SHORT PROBLEM » All the entries need to be quoted exactly, apart from the pictures, which you should drop.

RECORDS SHOWN »

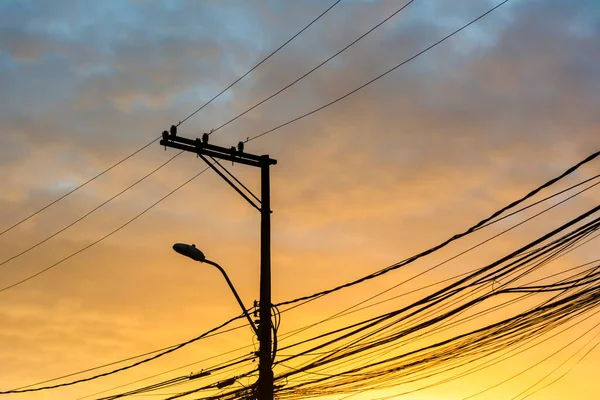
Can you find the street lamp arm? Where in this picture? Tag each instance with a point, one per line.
(237, 297)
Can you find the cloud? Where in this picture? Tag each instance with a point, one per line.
(401, 165)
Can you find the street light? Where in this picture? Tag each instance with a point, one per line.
(195, 254)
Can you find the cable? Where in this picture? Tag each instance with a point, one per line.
(448, 241)
(378, 77)
(180, 122)
(314, 69)
(170, 350)
(90, 212)
(102, 238)
(129, 359)
(77, 188)
(263, 60)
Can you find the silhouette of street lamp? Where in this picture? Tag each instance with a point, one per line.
(195, 254)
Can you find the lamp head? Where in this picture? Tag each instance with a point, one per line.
(189, 251)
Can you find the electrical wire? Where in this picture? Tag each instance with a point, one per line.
(30, 277)
(154, 357)
(264, 59)
(77, 188)
(90, 212)
(314, 69)
(378, 77)
(448, 241)
(178, 124)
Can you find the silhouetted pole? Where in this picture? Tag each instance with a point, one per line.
(265, 370)
(237, 155)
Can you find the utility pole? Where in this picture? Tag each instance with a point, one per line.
(203, 149)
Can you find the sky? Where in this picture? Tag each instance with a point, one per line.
(422, 153)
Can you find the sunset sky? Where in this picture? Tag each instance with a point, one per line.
(398, 167)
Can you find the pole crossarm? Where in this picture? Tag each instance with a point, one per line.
(198, 146)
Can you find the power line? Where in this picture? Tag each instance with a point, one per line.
(453, 238)
(90, 212)
(178, 124)
(378, 77)
(169, 350)
(103, 237)
(129, 359)
(77, 188)
(315, 68)
(266, 58)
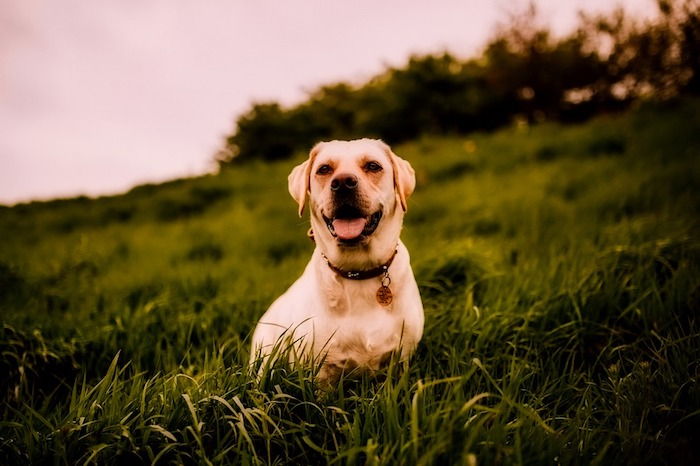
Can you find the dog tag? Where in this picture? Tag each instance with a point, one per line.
(384, 295)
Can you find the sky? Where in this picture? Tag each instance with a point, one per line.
(99, 96)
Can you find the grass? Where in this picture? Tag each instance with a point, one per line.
(559, 268)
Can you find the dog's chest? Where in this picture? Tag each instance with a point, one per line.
(364, 339)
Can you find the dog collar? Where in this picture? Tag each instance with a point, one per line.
(362, 274)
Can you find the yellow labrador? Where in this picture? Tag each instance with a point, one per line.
(357, 300)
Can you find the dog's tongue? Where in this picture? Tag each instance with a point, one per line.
(349, 228)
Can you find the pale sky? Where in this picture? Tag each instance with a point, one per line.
(98, 96)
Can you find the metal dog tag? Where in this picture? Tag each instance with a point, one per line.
(384, 295)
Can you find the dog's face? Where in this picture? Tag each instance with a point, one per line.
(357, 192)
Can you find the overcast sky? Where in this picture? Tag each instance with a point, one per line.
(97, 96)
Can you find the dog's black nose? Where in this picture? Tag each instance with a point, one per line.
(344, 182)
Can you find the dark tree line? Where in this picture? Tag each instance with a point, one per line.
(523, 72)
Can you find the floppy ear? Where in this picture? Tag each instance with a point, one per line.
(404, 176)
(300, 179)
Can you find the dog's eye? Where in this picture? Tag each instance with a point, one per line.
(324, 170)
(373, 167)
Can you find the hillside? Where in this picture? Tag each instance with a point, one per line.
(559, 268)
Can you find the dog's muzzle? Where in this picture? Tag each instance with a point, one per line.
(348, 224)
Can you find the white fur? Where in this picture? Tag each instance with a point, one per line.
(334, 317)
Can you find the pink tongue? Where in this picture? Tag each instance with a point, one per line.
(349, 228)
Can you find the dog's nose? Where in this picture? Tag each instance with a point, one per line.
(344, 181)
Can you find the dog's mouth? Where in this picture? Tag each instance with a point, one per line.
(349, 225)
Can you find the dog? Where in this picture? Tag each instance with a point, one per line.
(357, 302)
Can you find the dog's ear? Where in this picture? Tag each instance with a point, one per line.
(300, 179)
(404, 176)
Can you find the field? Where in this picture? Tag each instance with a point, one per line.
(559, 268)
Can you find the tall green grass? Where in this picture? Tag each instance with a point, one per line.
(559, 268)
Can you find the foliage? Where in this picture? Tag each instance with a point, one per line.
(524, 73)
(559, 267)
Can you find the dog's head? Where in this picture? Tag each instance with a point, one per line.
(357, 192)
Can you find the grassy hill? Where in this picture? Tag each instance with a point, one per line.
(559, 268)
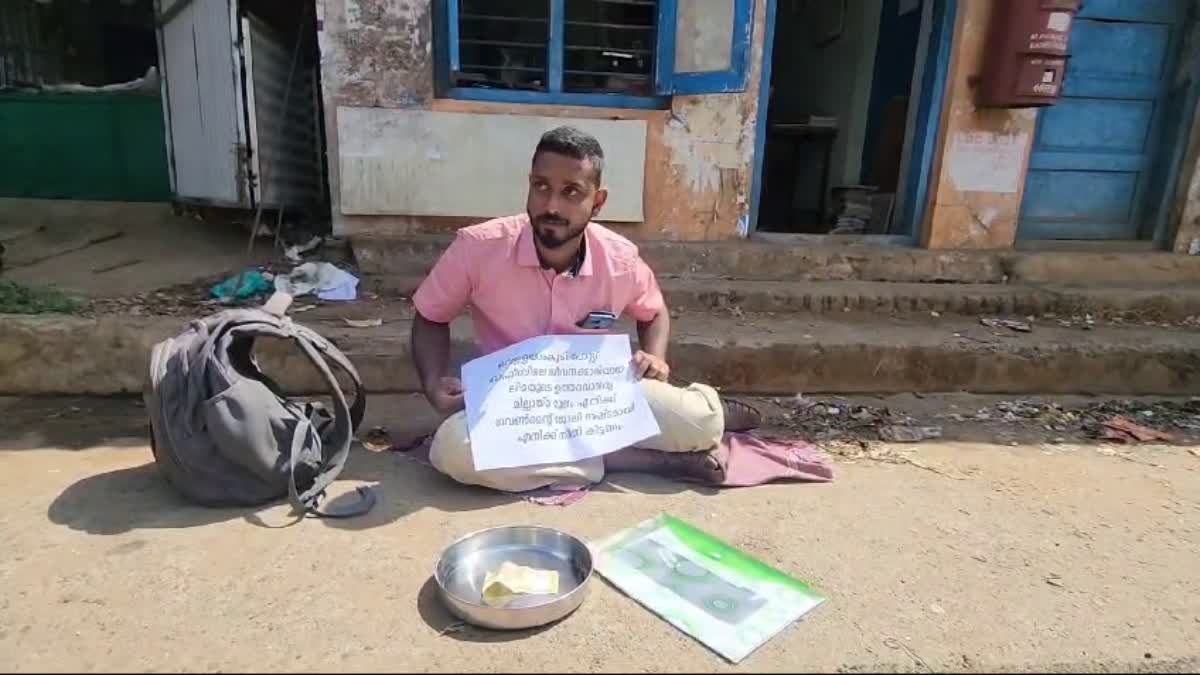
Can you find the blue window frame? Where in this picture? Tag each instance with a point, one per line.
(610, 53)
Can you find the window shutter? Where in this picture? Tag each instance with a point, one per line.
(703, 46)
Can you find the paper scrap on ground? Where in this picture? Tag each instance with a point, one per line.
(513, 580)
(718, 595)
(555, 399)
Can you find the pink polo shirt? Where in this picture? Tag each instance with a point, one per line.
(493, 267)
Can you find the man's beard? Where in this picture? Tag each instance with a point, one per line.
(552, 240)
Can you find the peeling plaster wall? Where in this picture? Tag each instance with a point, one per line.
(984, 153)
(699, 157)
(1185, 215)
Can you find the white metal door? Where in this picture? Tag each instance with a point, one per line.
(203, 101)
(283, 126)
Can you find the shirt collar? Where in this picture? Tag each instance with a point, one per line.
(527, 252)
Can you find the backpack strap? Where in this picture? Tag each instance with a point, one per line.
(346, 419)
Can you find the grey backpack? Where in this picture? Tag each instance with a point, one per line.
(223, 434)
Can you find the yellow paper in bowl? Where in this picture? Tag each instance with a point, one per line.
(513, 580)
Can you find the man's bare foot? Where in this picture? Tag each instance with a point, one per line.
(701, 467)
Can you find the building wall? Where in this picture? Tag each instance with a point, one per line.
(699, 154)
(979, 174)
(1183, 220)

FULL ANSWER »
Can you find the street lamp arm? Where in this picture? Tag each instance with a point, one per line.
(237, 297)
Can you find the cloud? Where in this picture? Tag each instance with a point, one per line.
(401, 165)
Can you find the street light? Where in this picture? Tag each instance with a point, one per line.
(195, 254)
Can you find the cable? Where in this picture? Tag each instance with a point, one per line.
(448, 241)
(378, 77)
(180, 122)
(314, 69)
(170, 350)
(90, 212)
(102, 238)
(129, 359)
(77, 188)
(263, 60)
Can you find the silhouette of street lamp? Where in this picture? Tag each instance with a point, one per line.
(195, 254)
Can you find the lamp head? Where in this picture? Tag each instance with a point, one per line.
(189, 251)
Can you find the electrical wire? Where in this picture? Tag each instance with a point, one per line.
(30, 277)
(154, 357)
(264, 59)
(77, 188)
(90, 212)
(314, 69)
(378, 77)
(448, 241)
(178, 124)
Can you find the silhouetted pole? Where in this picture? Tag each instance with a point, one per line.
(265, 370)
(237, 155)
Can you find the utility pole? Where in this picture? Tag each instance with a point, one per line.
(203, 149)
Can you find the sky? Where in this picture? Tag each instance with a point, one per line.
(422, 153)
Can you find the sunset sky? Where in this picture? Tag each instance with a point, one per line.
(398, 167)
Can you find the pole crossarm? Where in this picture? Tag each instance with a point, one per line.
(198, 146)
Can you find the power line? Where in this picture? Tag each instance with a point, one per line.
(453, 238)
(90, 212)
(178, 124)
(378, 77)
(169, 350)
(103, 237)
(129, 359)
(77, 188)
(315, 68)
(266, 58)
Can you find the dog tag? Where in this picture? Tag each instance with a point, one per line.
(384, 295)
Can you find the sky? Where in this picture? Tag each instance with a point, one per line.
(99, 96)
Can you find the grass? Where in this picture? Tag each instance with a point, one per line.
(559, 268)
Can you find the dog's chest? Where in this picture? Tag each instance with a point, one per line.
(364, 339)
Can you find the dog collar? Where in this picture? Tag each instance with a point, one per line.
(362, 274)
Can you find the yellow labrador? Where in this picture? Tag each instance with a point, one per line.
(357, 300)
Can you find the dog's tongue? Where in this picture? Tag each instance with a point, one per line.
(349, 228)
Can you find the pale sky? Where in this picture? Tag each instance with a point, one per line.
(98, 96)
Can you find the metal dog tag? Where in this picture? Tag each instance with a point, one per line.
(384, 295)
Can you find the dog's face? Where in this picture? Tag each instance with a point, one per line.
(357, 192)
Can you find the overcast sky? Where in this picture? Tag each instance with a point, one per line.
(97, 96)
Can you find the dog's black nose? Where in this picture? Tag each instance with a point, one per line.
(344, 182)
Can you find the dark tree line? Where in this picture? Tag each instance with a point, one per line.
(523, 72)
Can you find the floppy ear? Where in this picture? Tag each instance with a point, one per line.
(404, 176)
(300, 179)
Can you find the dog's eye? Where in this picture? Tag each instance with a point, one per line.
(324, 170)
(373, 167)
Can you find the hillside? Where in this picture? Tag each instance with a point, one per line.
(559, 268)
Can you find the dog's muzzle? Where in this picture? Tag each instance with a point, one per line.
(348, 224)
Can you find the white fur? Where in this picture? Tag each instance with a point, one per line.
(334, 317)
Can you find the pink tongue? Where in this picture? Tag each instance with a point, one per line.
(349, 228)
Can you find the dog's nose? Where in this picture? Tag each instance with a point, one per line.
(344, 181)
Can you find the dog's mouth? Where in this picture? Tag each instance with a point, one per line.
(349, 225)
Can you find the dog? Where in this picture? Tag each instance with a point, one per line.
(357, 302)
Can you find the dog's ear? Where in this picture? Tag each instance with a point, one per line.
(300, 179)
(404, 176)
Can you find the field? Where in this picture? Tag each instance with a point, one per line.
(559, 268)
Can you find the tall green grass? Where in this picture? Tag each instance with a point, one per line.
(559, 268)
Can you find the foliage? Where in this picture? Tag each instance with a point, one per line.
(524, 73)
(559, 267)
Can you find the dog's head? Where in this picture? Tag each instance with a point, one per line.
(357, 192)
Can you find the grassy hill? Where in this picture? Tag each instance with a point, one per line.
(559, 268)
Can you find the blue window frame? Where in this picture? Tag each instance with a point, one per line.
(610, 53)
Can you find the window shutter? Where in this picture? Tag each instance with a point, one per line.
(703, 46)
Can you find the paper scrap on ground? Where in this picture? Tag each instance with a point, one per line.
(513, 580)
(718, 595)
(555, 399)
Can you find the pink polo shirt? Where in this picture? Tag each instance with a point, one per line.
(493, 267)
Can you find the man's beard? Where in this picture? Tag each instance with a point, one per line.
(552, 240)
Can you find the peeling plaster wall? Where in this picture? Tag each instance with a point, one per line.
(984, 153)
(699, 157)
(1185, 215)
Can you find the white metal door? Where in this picture? Tag each instance with a point, one per line.
(203, 101)
(283, 126)
Can you find the shirt collar? Where in this picture? Tag each instance with a point, one per line.
(527, 252)
Can you find the backpack strap? Where in this picture? Tag each instance with a point, one per line.
(346, 419)
Can you find the grey backpack? Where in this picture? Tag each instance with a point, one per line.
(223, 434)
Can you find the yellow paper in bowl? Where in this picture? Tag each instance with a point, one per line.
(513, 580)
Can you find the man's bare foot? Where in this picture? Tag each instance with a point, one per line.
(701, 467)
Can you find the building wall? Where in this picture? Tag each instance with a point, one per line.
(699, 154)
(979, 174)
(1183, 220)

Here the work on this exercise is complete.